━━━━━ TRECHO SELECIONADO ━━━━━
O sistema de saúde tem de funcionar bem para não parecer que o paciente vale mais morto do que vivo.



Grato ao amigo Sylvio pelo envio deste importante texto, que nos leva a profunda reflexão. As imagens ilustrativas foram selecionadas pelo blog e colhidas no Google.


Caro Sylvio, te encaminho em anexo artigo meu publicado no jornal Zero-Hora da última quarta-feira (07/10) sobre os transplantes de órgãos.


Devido a grande repercussão que teve no estado, gostaria de divulgá-lo nacionalmente, não sei como, visando contribuir com esta questão e mostrando, se leres o texto, que não bastam campanhas de doação, se não se melhorarem as condições da saúde pública, que é de onde vem a maioria dos órgãos para transplante. Imagina as condições desta mãe para doar os órgaos do filho.
Abs
Fernando Souza


SOBRE OS TRANSPLANTES

Todos sabemos que o principal gargalo na questão dos transplantes de órgãos é a doação. O que talvez poucos saibam é que a questão da doação está intimamente relacionada à qualidade do serviço de saúde pública que é prestada no país.
━━━━━ ENTRADAS FORNECIDAS ━━━━━
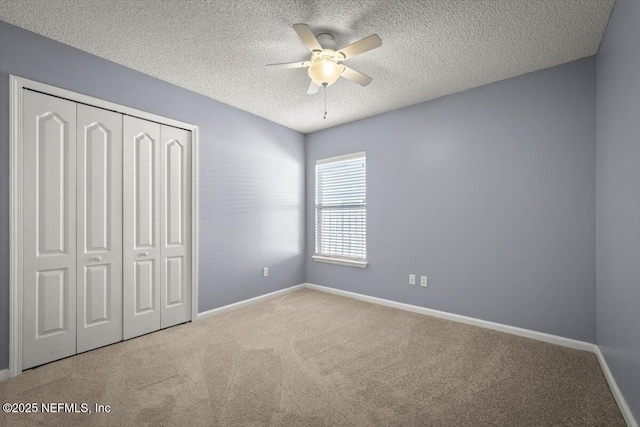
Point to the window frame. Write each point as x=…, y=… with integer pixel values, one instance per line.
x=336, y=258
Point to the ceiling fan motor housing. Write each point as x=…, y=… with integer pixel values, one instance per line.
x=327, y=41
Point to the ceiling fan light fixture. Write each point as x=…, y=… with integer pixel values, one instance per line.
x=325, y=71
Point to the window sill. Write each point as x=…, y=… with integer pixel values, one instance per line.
x=341, y=261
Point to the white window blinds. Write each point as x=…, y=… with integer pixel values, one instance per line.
x=341, y=207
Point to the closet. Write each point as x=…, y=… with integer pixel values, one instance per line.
x=106, y=227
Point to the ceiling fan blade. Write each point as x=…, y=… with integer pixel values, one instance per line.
x=356, y=76
x=366, y=44
x=313, y=88
x=308, y=39
x=286, y=65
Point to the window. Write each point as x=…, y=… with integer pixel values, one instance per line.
x=341, y=210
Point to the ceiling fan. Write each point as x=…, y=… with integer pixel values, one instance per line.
x=324, y=65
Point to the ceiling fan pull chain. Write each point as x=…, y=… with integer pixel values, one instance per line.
x=325, y=101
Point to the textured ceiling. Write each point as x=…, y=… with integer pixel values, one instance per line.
x=219, y=48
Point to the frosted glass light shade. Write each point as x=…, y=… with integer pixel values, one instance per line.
x=325, y=71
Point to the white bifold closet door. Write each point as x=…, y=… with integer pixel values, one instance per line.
x=49, y=234
x=141, y=226
x=157, y=226
x=175, y=267
x=99, y=228
x=107, y=227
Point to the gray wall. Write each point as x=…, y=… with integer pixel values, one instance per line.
x=618, y=199
x=489, y=192
x=251, y=171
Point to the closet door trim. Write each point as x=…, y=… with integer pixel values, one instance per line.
x=17, y=86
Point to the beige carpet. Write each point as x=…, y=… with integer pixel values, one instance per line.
x=309, y=358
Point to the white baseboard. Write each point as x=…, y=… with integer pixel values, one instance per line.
x=540, y=336
x=617, y=394
x=247, y=302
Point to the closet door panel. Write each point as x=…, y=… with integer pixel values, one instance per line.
x=99, y=244
x=141, y=226
x=175, y=158
x=49, y=235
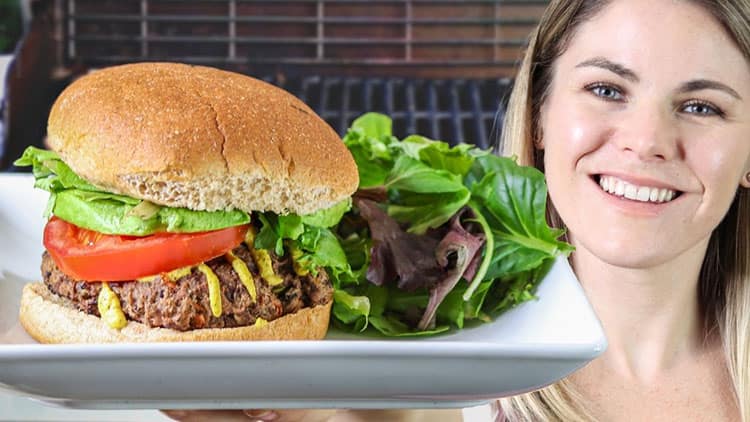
━━━━━
Segundo o trecho sobre transplantes de órgãos, qual é o principal gargalo na questão dos transplantes? As entradas são um material à parte, independente do trecho.

A doação.